**Erforderliche Arbeit:**
Schreiben Sie den Text zur Geschichte des Balletts vollständig und Wort für Wort ab.

**Vorgegebener Text:**
-=-=-=-=-
Schon seit Uhrzeiten tanzen Menschen, um Geschichten zu erzählen und ihre Gefühle auszudrücken. Von den Inuit im Norden bis hin zu den australischen Ureinwohnern: Fast jede Kultur auf unserem Planeten hat über die Jahre hinweg ihre eigenen Tänze mit charakteristischen Bewegungen, Musik und Kostümen kreiert. Das klassische Ballett ist hierbei eine besondere Form des Tanzens, da es nicht ausschließlich einem Land oder einem Kulturkreis zugeordnet werden kann. Es zeichnet sich durch seine rigorose Technik und festgelegte Schritte aus, die sich über Jahrhunderte hinweg entwickelten und immer weiter perfektioniert wurden. Doch woher kommt Ballett und wie ist es entstanden? Wir gehen dem Ursprung der Tanzart auf die Spur und stellen dir die Geschichte des Balletts kurz vor.
-=-=-=-=-
**Datenzeilen:**

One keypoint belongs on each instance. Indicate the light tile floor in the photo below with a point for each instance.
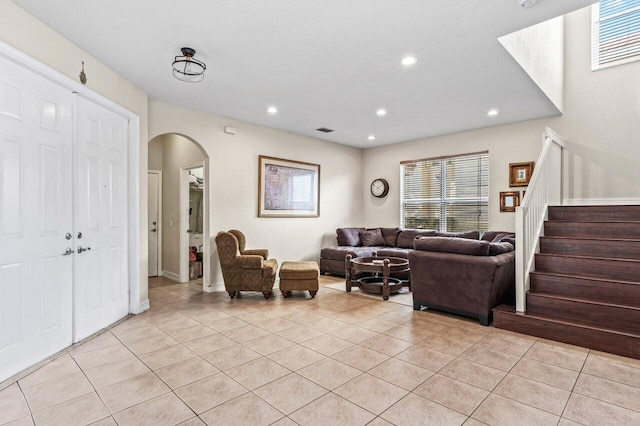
(338, 359)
-=-=-=-=-
**Vollständige Ausgabe:**
Schon seit Uhrzeiten tanzen Menschen, um Geschichten zu erzählen und ihre Gefühle auszudrücken. Von den Inuit im Norden bis hin zu den australischen Ureinwohnern: Fast jede Kultur auf unserem Planeten hat über die Jahre hinweg ihre eigenen Tänze mit charakteristischen Bewegungen, Musik und Kostümen kreiert. Das klassische Ballett ist hierbei eine besondere Form des Tanzens, da es nicht ausschließlich einem Land oder einem Kulturkreis zugeordnet werden kann. Es zeichnet sich durch seine rigorose Technik und festgelegte Schritte aus, die sich über Jahrhunderte hinweg entwickelten und immer weiter perfektioniert wurden. Doch woher kommt Ballett und wie ist es entstanden? Wir gehen dem Ursprung der Tanzart auf die Spur und stellen dir die Geschichte des Balletts kurz vor.